[Records excerpted from a collection]
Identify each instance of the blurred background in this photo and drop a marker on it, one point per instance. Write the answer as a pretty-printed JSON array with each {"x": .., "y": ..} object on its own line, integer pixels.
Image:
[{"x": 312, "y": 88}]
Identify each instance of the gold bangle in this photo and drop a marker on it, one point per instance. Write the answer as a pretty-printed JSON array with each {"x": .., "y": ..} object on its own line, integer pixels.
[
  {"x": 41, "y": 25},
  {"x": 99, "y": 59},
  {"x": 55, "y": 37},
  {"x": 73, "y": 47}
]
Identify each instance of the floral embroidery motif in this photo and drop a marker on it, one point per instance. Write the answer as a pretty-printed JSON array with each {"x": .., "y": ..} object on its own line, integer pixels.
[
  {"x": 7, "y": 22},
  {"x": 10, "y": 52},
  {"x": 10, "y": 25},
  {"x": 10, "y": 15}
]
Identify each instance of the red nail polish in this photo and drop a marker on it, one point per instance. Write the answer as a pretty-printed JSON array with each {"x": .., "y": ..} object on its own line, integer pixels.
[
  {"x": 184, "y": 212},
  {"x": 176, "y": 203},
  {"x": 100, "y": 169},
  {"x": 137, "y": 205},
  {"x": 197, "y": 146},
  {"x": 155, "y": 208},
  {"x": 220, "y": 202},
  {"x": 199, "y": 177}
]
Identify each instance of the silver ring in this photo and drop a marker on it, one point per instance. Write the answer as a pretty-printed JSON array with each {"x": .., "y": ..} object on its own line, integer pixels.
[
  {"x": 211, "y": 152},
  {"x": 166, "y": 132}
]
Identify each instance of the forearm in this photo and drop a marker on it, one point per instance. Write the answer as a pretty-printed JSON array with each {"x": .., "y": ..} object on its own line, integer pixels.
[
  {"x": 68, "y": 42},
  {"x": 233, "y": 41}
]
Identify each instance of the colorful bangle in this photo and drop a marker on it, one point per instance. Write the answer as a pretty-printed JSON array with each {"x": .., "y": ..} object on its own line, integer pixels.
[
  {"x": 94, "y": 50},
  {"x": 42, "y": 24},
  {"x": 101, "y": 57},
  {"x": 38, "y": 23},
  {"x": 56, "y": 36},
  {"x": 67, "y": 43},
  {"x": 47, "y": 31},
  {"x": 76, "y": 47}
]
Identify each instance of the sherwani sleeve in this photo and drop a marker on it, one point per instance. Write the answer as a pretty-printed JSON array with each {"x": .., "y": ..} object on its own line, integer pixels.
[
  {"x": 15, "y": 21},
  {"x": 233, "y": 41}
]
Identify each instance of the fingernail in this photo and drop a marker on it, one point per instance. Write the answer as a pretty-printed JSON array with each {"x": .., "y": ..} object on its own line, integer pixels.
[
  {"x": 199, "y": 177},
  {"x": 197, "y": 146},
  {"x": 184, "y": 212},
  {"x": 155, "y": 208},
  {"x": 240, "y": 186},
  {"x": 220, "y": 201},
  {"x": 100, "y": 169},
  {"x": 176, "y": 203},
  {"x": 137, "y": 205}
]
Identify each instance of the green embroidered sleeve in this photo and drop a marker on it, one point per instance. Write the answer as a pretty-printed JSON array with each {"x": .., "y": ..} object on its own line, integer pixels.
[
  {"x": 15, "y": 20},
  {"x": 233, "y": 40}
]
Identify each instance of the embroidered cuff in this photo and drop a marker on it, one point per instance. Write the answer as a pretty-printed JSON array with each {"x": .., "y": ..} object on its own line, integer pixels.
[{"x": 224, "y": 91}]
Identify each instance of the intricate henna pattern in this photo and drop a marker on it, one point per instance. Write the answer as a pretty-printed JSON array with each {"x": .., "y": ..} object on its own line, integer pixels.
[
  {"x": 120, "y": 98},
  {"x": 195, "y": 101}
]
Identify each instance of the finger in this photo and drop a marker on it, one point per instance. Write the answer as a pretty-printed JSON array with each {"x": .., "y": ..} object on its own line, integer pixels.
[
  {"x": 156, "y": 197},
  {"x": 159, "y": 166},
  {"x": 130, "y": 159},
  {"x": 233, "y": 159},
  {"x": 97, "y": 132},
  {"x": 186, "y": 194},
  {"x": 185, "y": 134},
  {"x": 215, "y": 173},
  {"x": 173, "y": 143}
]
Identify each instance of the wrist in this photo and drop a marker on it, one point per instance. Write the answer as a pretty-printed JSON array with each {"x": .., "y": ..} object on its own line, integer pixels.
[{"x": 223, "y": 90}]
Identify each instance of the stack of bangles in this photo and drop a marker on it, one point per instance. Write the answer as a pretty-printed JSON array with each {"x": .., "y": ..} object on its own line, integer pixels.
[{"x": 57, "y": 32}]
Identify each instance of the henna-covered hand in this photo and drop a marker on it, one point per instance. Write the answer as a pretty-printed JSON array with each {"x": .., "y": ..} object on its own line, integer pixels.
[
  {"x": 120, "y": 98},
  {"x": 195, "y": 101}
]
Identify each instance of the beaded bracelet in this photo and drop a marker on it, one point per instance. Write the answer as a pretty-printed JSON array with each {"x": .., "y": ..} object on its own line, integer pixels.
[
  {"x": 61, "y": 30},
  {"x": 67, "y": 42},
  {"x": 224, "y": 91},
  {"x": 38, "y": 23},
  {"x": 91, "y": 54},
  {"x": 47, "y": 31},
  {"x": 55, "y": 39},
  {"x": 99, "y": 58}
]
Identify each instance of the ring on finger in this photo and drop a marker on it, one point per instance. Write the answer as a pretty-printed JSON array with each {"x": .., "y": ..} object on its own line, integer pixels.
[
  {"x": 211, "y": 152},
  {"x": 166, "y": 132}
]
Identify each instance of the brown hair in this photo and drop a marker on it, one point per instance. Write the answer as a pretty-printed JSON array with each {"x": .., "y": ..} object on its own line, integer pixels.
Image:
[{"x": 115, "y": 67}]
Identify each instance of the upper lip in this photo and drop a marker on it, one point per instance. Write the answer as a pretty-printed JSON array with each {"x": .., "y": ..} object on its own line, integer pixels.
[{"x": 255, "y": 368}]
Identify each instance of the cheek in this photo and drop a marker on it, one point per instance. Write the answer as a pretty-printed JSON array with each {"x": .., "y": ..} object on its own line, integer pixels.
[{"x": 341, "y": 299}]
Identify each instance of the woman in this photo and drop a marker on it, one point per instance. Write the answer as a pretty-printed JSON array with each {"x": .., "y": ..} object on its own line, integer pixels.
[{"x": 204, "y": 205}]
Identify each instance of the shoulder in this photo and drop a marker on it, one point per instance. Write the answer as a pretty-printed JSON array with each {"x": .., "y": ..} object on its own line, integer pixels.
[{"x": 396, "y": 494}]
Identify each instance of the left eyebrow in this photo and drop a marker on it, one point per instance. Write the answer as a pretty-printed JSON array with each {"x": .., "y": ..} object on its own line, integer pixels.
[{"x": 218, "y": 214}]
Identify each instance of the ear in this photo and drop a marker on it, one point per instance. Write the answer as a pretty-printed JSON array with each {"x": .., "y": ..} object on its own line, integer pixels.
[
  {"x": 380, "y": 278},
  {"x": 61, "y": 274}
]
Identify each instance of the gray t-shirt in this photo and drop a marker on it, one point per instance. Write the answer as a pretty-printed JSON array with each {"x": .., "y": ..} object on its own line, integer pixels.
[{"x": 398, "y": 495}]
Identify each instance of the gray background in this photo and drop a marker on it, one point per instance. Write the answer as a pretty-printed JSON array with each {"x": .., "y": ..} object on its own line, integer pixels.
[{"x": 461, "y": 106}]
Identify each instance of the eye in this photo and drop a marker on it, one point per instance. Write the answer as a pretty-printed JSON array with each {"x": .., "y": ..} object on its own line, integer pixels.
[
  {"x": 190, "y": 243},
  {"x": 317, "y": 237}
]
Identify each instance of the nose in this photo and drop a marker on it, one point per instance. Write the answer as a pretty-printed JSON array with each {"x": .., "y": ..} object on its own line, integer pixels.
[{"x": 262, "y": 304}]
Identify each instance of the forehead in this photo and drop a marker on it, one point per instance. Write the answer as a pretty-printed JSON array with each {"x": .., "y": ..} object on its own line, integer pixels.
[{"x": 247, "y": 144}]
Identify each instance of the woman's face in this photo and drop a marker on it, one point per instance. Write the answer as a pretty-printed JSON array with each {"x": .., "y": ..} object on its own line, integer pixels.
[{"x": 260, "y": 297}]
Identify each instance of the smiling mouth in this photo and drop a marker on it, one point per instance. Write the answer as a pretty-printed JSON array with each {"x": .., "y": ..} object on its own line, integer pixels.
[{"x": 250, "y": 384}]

→ **WORK TO COMPLETE**: With the line containing "Identify each instance of the nose" as the first and the last line of the records as the final one, print exactly the lines in that span.

→ **ANSWER FOR THIS EXERCISE**:
Identify each instance of the nose in this photo and drop a marker on it, one point per instance. Write the answer as a pretty-printed JSON array with each {"x": .., "y": ..} object on its own line, integer pixels.
[{"x": 262, "y": 304}]
Identify each instance of the forehead in this photo and drop a marker on it, one point per instance. Write the answer as a pretty-printed JSON array with each {"x": .., "y": ..} object on its own line, integer pixels.
[{"x": 247, "y": 144}]
Identify each instance of the woman's face in this photo and drop a marker on it, one point per instance. Write the answer as a pretty-printed JSON array with each {"x": .., "y": ..} object on its own line, integer pixels.
[{"x": 260, "y": 297}]
Identify each instance of the smiling mouth in this photo and drop a marker on it, one point per instance. Write the answer as a pretty-printed JSON array with each {"x": .., "y": ..} object on its own line, integer pixels.
[{"x": 250, "y": 384}]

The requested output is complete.